**Work to be completed:** Reproduce the material from the line containing "Which spot lies innermost in each instance of the small" through the end, with "yellow" swapped for "orange" and nothing else altered.

* START Excerpted data *

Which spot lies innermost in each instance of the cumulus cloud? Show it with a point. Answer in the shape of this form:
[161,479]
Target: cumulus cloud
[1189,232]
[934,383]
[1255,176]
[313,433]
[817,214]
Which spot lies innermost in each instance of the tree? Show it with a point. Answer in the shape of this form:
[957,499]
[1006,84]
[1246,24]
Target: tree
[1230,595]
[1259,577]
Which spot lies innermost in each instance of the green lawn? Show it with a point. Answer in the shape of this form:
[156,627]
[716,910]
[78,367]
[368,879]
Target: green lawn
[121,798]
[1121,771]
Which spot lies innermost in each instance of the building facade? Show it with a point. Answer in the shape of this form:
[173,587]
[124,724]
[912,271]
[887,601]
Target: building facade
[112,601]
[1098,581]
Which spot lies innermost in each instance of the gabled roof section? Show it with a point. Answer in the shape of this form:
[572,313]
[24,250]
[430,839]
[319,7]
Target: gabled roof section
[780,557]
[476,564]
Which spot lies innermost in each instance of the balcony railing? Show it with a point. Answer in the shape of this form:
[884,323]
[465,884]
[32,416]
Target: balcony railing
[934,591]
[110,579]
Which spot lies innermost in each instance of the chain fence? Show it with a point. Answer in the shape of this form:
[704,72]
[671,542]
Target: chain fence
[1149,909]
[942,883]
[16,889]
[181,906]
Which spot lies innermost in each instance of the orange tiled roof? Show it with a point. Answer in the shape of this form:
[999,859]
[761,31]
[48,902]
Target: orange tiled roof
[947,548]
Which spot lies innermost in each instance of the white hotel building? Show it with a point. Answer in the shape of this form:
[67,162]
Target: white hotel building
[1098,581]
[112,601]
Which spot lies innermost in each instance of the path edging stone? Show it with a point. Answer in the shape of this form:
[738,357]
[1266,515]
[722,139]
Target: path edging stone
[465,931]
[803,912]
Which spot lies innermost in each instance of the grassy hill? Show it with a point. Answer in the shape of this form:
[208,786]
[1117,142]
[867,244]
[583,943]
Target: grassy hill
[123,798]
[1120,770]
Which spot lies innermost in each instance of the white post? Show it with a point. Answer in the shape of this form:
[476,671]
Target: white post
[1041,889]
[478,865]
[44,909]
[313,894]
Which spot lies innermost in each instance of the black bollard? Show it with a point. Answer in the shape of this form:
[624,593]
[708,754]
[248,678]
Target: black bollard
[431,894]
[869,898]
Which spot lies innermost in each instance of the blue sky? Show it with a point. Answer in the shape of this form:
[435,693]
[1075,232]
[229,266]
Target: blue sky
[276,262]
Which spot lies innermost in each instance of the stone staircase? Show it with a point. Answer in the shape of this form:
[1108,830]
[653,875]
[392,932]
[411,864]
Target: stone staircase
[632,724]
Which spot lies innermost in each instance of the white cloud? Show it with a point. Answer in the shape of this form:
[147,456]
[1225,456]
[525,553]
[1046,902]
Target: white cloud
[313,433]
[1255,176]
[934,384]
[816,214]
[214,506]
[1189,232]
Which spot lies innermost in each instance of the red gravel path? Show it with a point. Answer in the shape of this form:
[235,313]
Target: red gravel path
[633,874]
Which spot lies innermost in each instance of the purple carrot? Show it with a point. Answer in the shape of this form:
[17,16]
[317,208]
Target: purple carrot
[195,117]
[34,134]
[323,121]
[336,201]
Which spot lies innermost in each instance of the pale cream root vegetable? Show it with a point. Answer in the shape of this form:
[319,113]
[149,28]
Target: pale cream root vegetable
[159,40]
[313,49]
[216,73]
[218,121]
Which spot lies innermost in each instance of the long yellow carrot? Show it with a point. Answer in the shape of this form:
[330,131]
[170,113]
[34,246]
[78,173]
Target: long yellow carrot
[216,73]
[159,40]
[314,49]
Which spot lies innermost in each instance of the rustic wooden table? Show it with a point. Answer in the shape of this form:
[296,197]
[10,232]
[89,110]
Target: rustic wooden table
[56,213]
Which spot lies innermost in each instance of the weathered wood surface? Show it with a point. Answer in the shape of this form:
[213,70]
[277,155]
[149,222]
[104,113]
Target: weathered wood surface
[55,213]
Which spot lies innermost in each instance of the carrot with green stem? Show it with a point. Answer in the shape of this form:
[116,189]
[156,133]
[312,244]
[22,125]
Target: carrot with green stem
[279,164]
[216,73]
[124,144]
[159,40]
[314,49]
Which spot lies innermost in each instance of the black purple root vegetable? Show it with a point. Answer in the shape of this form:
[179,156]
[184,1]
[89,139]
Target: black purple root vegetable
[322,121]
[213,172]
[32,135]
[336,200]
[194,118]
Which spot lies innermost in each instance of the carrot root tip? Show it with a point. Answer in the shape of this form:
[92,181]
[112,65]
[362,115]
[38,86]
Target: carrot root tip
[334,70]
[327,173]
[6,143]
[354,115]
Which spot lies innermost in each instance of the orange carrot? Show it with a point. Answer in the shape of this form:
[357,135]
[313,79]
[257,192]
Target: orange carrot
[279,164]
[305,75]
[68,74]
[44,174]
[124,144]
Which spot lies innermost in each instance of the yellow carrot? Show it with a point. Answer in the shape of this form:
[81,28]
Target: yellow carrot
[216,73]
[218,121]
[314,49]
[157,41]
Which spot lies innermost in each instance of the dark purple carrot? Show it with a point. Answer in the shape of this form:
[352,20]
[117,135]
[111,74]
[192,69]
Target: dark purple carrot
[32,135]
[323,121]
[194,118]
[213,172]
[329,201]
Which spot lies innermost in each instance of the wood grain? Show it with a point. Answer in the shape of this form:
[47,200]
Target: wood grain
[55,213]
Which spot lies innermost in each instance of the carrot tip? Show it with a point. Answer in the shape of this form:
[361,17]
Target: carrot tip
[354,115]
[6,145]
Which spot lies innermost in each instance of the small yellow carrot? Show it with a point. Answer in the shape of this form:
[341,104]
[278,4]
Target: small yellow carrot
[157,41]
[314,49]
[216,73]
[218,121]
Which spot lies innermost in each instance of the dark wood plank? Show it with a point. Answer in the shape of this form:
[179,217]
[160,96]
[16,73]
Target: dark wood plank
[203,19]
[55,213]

* END Excerpted data *

**Answer to the exercise:**
Which spot lies innermost in each instance of the small orange carrot? Show it with a point. Answer in the shape of this form:
[341,104]
[278,4]
Target: small orange carrot
[157,41]
[314,49]
[216,73]
[218,121]
Which spot lies innermost in each instance of the dark wood plank? Show it with a point. Answer in the shape of this form:
[179,217]
[160,96]
[16,73]
Target: dark wood plank
[203,19]
[55,213]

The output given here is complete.